Reproduce all of the rows below word for word, line by line, with nothing changed.

* [Excerpts from bounding box data]:
-----
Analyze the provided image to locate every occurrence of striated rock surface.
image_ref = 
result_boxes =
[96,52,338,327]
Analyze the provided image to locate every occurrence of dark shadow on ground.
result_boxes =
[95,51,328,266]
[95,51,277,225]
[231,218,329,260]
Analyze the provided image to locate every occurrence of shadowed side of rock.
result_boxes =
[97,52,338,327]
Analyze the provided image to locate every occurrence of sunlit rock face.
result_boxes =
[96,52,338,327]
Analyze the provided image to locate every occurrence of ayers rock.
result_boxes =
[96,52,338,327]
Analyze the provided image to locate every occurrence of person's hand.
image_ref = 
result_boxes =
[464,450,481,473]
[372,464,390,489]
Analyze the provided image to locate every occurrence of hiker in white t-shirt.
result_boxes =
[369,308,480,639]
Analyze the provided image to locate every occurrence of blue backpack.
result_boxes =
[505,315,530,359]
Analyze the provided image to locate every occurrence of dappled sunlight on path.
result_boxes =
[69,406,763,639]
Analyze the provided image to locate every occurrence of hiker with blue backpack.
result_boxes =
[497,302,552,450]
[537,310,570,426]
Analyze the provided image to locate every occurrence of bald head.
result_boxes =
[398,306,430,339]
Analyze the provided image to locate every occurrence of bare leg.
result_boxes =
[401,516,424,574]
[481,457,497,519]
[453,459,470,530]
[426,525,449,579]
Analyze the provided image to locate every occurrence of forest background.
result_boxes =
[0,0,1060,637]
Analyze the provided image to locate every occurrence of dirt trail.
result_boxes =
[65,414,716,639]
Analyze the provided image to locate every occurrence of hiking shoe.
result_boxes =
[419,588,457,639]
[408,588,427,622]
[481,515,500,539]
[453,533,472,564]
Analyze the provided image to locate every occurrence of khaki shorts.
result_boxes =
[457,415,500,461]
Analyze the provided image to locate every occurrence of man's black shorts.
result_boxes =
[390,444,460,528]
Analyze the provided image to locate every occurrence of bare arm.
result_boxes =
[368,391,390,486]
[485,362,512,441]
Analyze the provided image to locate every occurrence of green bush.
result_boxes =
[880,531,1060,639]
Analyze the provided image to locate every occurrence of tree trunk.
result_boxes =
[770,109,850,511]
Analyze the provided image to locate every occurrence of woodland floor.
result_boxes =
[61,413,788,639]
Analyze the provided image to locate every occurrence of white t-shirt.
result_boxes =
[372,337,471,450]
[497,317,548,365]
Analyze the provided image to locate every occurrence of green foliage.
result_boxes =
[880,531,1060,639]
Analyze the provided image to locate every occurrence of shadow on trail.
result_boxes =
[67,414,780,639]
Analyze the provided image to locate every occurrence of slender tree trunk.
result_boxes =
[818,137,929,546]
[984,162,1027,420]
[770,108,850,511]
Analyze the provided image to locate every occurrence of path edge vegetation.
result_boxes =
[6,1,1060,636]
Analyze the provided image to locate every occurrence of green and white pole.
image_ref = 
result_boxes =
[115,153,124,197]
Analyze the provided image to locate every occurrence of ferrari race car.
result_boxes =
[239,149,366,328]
-----
* [Exercise result]:
Analyze the provided image to locate every occurrence of striated rock surface.
image_ref = 
result_boxes =
[96,52,338,327]
Analyze the provided image to locate every occurrence of dark shadow on ground.
result_boxes =
[95,51,328,266]
[95,51,277,225]
[231,218,329,260]
Analyze the provided image to locate every occurrence of shadowed side of rock.
result_boxes =
[97,52,338,327]
Analyze the provided image to locate every occurrence of sunlit rock face.
result_boxes =
[96,52,338,327]
Analyze the provided image to locate every occurrence of ayers rock.
result_boxes =
[96,52,338,327]
Analyze the provided image to locate every occurrence of person's hand.
image_ref = 
result_boxes =
[464,450,481,473]
[372,464,390,489]
Analyze the provided image to locate every occurrence of hiker in white t-shirt.
result_boxes =
[369,308,480,639]
Analyze the provided image to locate every occurrence of blue backpack.
result_boxes =
[505,315,530,359]
Analyze the provided image to locate every occurrence of dappled sunlight on path.
result_boxes =
[69,406,763,639]
Analyze the provided image to locate every occurrence of hiker with blue backpack.
result_boxes =
[497,302,552,450]
[537,310,570,426]
Analyze the provided image to locate every occurrence of bald head.
result_boxes =
[398,306,430,339]
Analyze the provided image to locate every occurrence of bare leg.
result_boxes =
[401,516,424,574]
[481,457,497,519]
[453,459,470,530]
[426,525,449,579]
Analyze the provided image to locate every occurrence of forest background.
result_boxes =
[0,0,1060,637]
Analyze the provided image to locate every occurrence of dirt trail.
result_boxes =
[65,414,716,639]
Analyze the provided image to locate every occurrence of hiking shoe.
result_boxes =
[419,588,457,639]
[408,588,427,622]
[481,515,500,539]
[453,533,472,564]
Analyze the provided image to locate every occurrence of khaki shorts.
result_boxes =
[457,415,500,461]
Analyze the provided image to locate every occurrence of man's black shorts.
result_boxes =
[390,444,460,528]
Analyze the provided image to locate every occurrence of bare arm.
result_boxes =
[368,391,390,486]
[485,362,512,441]
Analyze the provided image to locate every occurrence of green bush.
result_boxes =
[880,531,1060,639]
Analyze the provided image to locate every occurrence of tree trunk.
result_boxes =
[770,109,850,511]
Analyze the provided image to locate every occurrence of woodland floor.
result_boxes =
[61,413,788,639]
Analyze the provided image to locate every occurrence of white t-shirt.
result_boxes =
[372,337,471,450]
[497,317,548,365]
Analyze the provided image to locate every occurrence of green foliage.
result_boxes =
[880,531,1060,639]
Analyze the provided image to locate every occurrence of shadow on trail.
result_boxes =
[67,414,780,639]
Analyze the provided image to locate every occurrence of slender tree trunk.
result_boxes =
[818,137,929,546]
[984,162,1027,420]
[770,108,850,511]
Analyze the provided image to locate every occurrence of path edge vegetation.
result_boxes =
[6,1,1060,636]
Analyze the provided image to locate every occurrence of green and white pole.
image_ref = 
result_boxes =
[115,153,124,197]
Analyze the provided image to locate every occurrence of ferrari race car.
result_boxes =
[239,149,366,328]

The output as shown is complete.